§ **MATERIAL FOR THIS EXERCISE**:
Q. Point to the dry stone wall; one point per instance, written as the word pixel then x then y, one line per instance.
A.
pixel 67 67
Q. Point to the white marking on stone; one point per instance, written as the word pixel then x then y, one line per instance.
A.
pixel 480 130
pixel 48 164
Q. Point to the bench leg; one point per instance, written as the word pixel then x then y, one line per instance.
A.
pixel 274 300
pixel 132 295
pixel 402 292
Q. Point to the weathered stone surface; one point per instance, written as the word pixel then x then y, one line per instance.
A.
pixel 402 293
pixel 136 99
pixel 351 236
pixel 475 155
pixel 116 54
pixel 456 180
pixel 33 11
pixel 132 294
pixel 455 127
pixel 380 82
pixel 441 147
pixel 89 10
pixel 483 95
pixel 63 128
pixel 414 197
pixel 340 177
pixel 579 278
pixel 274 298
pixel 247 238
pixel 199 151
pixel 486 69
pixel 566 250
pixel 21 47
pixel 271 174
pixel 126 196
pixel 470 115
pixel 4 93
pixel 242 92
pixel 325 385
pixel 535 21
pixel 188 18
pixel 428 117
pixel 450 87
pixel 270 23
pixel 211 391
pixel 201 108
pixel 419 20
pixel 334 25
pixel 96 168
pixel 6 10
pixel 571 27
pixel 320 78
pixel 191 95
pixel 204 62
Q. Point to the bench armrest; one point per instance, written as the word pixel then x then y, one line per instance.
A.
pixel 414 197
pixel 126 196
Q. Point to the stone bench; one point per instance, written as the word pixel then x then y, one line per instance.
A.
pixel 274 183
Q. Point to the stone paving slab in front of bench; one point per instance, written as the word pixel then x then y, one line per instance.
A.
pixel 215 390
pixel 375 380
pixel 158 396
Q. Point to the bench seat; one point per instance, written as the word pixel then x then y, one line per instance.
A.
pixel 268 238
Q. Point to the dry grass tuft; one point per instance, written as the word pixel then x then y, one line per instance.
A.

§ **DIRECTIONS**: You are asked to transcribe the complete data exactly.

§ **OUTPUT**:
Q. Point to the dry stone wall; one point per instance, written as the word pixel then x then y, one line per instance.
A.
pixel 67 67
Q. Point to the white marking on stone; one point per instance, written as the word pixel then x then y, one line per instance.
A.
pixel 480 130
pixel 48 164
Q. Point to the bench leg; one point per instance, written as the word pixel then x then y, one line per instance.
A.
pixel 274 300
pixel 132 295
pixel 402 292
Q. Point to the weathered stone surface; one point per instance, written as the word pixel then x then y, one line per instance.
A.
pixel 402 293
pixel 136 99
pixel 351 236
pixel 475 155
pixel 116 54
pixel 456 180
pixel 33 11
pixel 132 294
pixel 455 127
pixel 380 82
pixel 441 147
pixel 89 10
pixel 483 95
pixel 63 128
pixel 414 197
pixel 340 177
pixel 579 278
pixel 274 298
pixel 247 238
pixel 199 151
pixel 486 69
pixel 566 250
pixel 21 47
pixel 271 174
pixel 126 196
pixel 470 115
pixel 4 93
pixel 242 92
pixel 325 385
pixel 535 21
pixel 188 18
pixel 428 117
pixel 450 87
pixel 270 23
pixel 211 391
pixel 201 108
pixel 419 20
pixel 334 25
pixel 96 168
pixel 6 10
pixel 571 27
pixel 320 78
pixel 191 95
pixel 204 62
Q. Point to the bench armrest; one point per instance, written as the word pixel then x then y, one line per instance.
A.
pixel 414 197
pixel 126 196
Q. Point to the stone bench; one point per instance, written as the word pixel then x then y, one line per instance.
A.
pixel 274 183
Q. Point to the stone paving slab in front of bench; one point per instance, written as the word pixel then x then y, one line per instance.
A.
pixel 215 390
pixel 375 380
pixel 158 396
Q. Point to the bench seat; one point per instance, written as the word pixel then x then y, one line per instance.
A.
pixel 268 238
Q. Point to the dry grass tuft; one point per instance, written as the word pixel then x then y, one line per instance.
A.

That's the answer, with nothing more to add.